=== Objective ===
Send back all the data below, exactly as given.

--- Start of Material to process ---

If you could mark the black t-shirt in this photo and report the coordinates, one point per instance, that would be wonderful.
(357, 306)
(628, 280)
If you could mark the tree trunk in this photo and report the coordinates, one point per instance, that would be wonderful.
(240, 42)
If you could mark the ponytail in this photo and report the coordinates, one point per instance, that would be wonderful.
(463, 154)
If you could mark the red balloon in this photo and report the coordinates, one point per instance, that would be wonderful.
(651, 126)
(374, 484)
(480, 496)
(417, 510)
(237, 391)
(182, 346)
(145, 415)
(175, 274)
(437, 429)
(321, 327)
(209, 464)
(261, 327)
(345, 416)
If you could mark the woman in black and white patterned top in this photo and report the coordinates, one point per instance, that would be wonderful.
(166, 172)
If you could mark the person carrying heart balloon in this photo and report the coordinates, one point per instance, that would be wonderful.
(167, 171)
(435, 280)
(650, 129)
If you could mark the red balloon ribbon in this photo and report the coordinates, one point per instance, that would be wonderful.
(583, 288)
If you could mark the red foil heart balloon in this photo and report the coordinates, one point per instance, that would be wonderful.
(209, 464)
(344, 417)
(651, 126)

--- End of Material to process ---

=== Task response ===
If you could mark the black t-shirt in this photo and report the coordinates, one point per instance, that would be wonderful.
(357, 306)
(628, 280)
If you could mark the tree trunk in this photo and report the coordinates, one point per instance, that would be wonderful.
(240, 42)
If you could mark the ponytail in this photo and report the coordinates, one point per instance, that would be wonderful.
(463, 154)
If you could mark the red balloon in this photo and report the coordinates, one point per instance, that would be wonderful.
(651, 126)
(374, 484)
(480, 496)
(417, 510)
(237, 391)
(182, 346)
(145, 415)
(175, 274)
(437, 429)
(321, 327)
(209, 464)
(261, 327)
(345, 416)
If you could mark the woman in black and white patterned top in this photo and report the coordinates, one point per instance, that would be wonderful.
(166, 172)
If you could mark the person carrying heart balloon in this photo and report the coordinates, one point per instance, that would be wonderful.
(167, 171)
(435, 280)
(650, 129)
If you could mark the red balloon ribbon in this photo and report the coordinates, one point per instance, that would be wonderful.
(583, 288)
If you could mark the red foil heart balloon in this photo and report the coordinates, one point per instance, that would be wonderful.
(209, 464)
(344, 417)
(651, 126)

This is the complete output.